**YOUR OBJECTIVE:**
This exercise requires every record to be repeated exactly.

**SUPPLIED MATERIAL:**
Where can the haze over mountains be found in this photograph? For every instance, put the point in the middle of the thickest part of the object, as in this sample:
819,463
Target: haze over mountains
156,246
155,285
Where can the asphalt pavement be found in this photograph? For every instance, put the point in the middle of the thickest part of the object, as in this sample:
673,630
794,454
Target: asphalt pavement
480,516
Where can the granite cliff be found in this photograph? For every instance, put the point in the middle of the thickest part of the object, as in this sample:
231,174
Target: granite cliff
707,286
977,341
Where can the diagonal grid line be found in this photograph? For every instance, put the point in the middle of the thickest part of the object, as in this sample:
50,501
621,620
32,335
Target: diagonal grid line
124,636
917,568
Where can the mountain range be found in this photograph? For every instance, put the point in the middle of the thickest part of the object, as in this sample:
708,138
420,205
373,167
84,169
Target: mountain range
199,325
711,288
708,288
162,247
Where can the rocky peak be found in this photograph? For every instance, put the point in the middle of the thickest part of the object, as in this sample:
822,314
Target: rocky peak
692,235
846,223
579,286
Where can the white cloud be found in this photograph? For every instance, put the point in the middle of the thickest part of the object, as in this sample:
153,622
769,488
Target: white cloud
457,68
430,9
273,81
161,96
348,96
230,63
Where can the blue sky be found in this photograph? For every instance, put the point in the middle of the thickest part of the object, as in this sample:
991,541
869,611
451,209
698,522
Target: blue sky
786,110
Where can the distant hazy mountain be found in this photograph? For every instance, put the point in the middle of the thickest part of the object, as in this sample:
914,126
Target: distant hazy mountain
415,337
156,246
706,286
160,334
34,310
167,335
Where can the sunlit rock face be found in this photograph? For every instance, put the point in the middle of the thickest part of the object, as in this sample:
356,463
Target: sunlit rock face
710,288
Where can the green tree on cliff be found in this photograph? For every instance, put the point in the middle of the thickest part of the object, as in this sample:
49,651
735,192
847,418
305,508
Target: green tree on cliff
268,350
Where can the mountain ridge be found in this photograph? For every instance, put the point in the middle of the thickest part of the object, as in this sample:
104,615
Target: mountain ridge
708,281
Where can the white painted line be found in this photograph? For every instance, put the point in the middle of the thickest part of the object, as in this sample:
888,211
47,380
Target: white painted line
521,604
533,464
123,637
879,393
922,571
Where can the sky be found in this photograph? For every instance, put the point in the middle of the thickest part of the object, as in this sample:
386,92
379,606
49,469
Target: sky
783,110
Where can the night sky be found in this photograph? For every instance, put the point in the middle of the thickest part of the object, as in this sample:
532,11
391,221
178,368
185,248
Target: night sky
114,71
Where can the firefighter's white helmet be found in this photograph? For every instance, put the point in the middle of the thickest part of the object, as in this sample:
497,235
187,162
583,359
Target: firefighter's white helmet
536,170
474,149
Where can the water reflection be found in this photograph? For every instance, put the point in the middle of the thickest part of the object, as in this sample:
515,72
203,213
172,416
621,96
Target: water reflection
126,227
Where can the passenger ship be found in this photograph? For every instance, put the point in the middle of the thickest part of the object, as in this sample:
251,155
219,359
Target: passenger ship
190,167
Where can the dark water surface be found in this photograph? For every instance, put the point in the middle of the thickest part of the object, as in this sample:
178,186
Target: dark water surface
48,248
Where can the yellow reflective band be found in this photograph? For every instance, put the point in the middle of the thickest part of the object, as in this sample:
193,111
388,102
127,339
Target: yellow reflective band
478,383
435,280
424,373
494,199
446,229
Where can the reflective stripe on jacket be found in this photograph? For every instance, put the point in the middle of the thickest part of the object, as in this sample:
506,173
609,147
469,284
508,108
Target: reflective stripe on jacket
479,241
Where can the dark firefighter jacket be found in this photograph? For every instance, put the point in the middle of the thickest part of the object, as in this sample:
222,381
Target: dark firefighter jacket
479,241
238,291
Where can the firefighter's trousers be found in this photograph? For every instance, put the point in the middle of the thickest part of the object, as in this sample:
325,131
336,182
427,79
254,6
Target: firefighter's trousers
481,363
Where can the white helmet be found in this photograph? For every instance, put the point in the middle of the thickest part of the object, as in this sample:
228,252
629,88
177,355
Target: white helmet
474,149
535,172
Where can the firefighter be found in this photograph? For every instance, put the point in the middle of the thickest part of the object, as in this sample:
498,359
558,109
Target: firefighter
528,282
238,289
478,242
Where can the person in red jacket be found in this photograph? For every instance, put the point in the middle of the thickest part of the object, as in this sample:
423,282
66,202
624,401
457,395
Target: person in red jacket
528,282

**SOLUTION TO THIS TASK:**
Where can the haze over mountains be found in this photograph? For every instance, put the point in the middle of the thickest part of the object, as in this sample:
819,463
Target: haze over mountains
156,246
155,285
Where can the asphalt pavement be found in this photograph? For every instance, put the point in the middle of the thickest part of the object, as in this sample:
673,630
794,454
Target: asphalt pavement
480,516
Where can the granite cliff be found in this photograph? For every instance, put the point in the middle of the thickest part of the object, as in this sample:
231,174
Target: granite cliff
707,286
977,341
Where can the diagonal grid line be found in this photograph? For every instance, put the point in the middle of the thickest part of the object, as in this sample:
50,501
621,620
32,335
Target: diagonal grid line
124,636
917,568
Where can the mountain range be found in this photograph? For every instance, put the point in the middle of the thickest part of the object, as in this sample:
708,138
420,205
373,167
84,169
Target: mountain range
199,325
711,288
708,288
162,247
Where can the rocky peak be found in this photograph? For every instance, put the point in the middle of the thickest part of the object, as in this sample:
822,314
Target: rocky peak
692,235
846,223
579,286
Where can the white cloud be found in this photograph? For every instance, put the point in the middle of the thickest part of the object, as in this sample:
153,622
769,488
Target: white cloud
457,68
430,9
273,81
161,96
348,96
230,63
Where can the blue sky be found in this photograph? For every instance, put the point in the middle of the thickest part of the object, as in this sample:
991,541
869,611
451,209
698,522
Target: blue sky
786,110
Where can the distant hazy mountain be found in this photograph? For every instance, put the point in the middle of the thickest part of the object, as in this sample:
914,126
Target: distant hazy mountain
415,337
156,246
706,286
160,334
34,310
167,335
Where can the sunlit rock face be found in this photograph? For every instance, put the point in the middle of the thickest part of the object, as in this sample:
356,463
Target: sunlit rock face
710,288
Where can the green tree on cliff be found in this photograph? For every instance, put the point in the middle of the thickest part of the object, as in this sample:
49,651
735,192
847,418
305,508
Target: green tree on cliff
268,350
Where can the mountain ridge be found in this photograph? For every instance, put the point in the middle of the thickest part of the object, as in this sample:
104,615
Target: mountain ridge
708,281
Where can the white painted line be found in this photograph? For every instance, put the point in the middle of the thickest part of the object, as in this sample:
888,211
47,380
Target: white painted line
521,604
533,464
123,637
879,393
922,571
Where can the sky be found in this photograph? For every instance, put the point in the middle of the thickest part of the object, as in this sample:
386,92
379,606
49,469
Target: sky
783,110
Where can the night sky be found in this photograph? For every instance, put the point in the middle of the thickest part of the object, as in this sample:
532,11
391,221
178,368
185,248
Target: night sky
114,71
Where can the firefighter's white helmet be found in this photograph? For every instance, put the point in the middle of the thickest part of the object, as in this sample:
497,235
187,162
583,359
Target: firefighter's white helmet
536,170
474,149
Where can the water reflection be found in this photograph? For every instance, put the point in the middle of the thickest part of the object, as in this sample:
515,72
203,213
172,416
621,96
Target: water reflection
126,227
Where can the passenger ship be found in this photograph? For every instance, put the point in the middle of the thickest part of the object, as in this sample:
251,155
219,359
Target: passenger ship
190,167
Where can the dark water surface be found in this photograph? For every instance, put the point in the middle of the thickest part of the object, as in this sample:
178,186
Target: dark water surface
48,248
Where can the yellow reflective band be found in this photograph? For every instance, put the point in the middle of the thickest part of the object, as in this sample:
193,111
388,102
127,339
Target: yellow reflective band
478,383
435,280
424,373
494,199
446,229
Where can the reflective stripe on jacket be found in this photograph? For every instance, put the point in the middle of the thickest part of the object, as in this sample:
506,173
609,147
469,284
508,108
Target: reflective stripe on jacket
479,241
Where can the dark firefighter jacket be found in this photograph? For every instance, put the point in the middle of the thickest part of the object, as in this sample:
222,381
Target: dark firefighter jacket
479,241
238,291
Where can the firefighter's trousers be found in this photograph? For every instance, put the point in the middle of the thickest part of the object, as in this sample:
325,131
336,182
427,79
254,6
Target: firefighter's trousers
481,363
Where can the white helmet be found in this photograph? For every instance, put the point in the middle of the thickest part of the object, as in this sample:
228,252
629,88
177,355
Target: white helmet
474,149
535,172
Where can the firefighter be found in this photograph? For every instance, put the point in the middle of the thickest part of the object, as in this sample:
498,359
558,109
Target: firefighter
528,282
238,289
478,242
Where can the person in red jacket be found in this photograph? For every instance, put the point in the middle of the thickest part of the object, as in this sample:
423,282
66,202
624,401
457,395
Target: person in red jacket
528,282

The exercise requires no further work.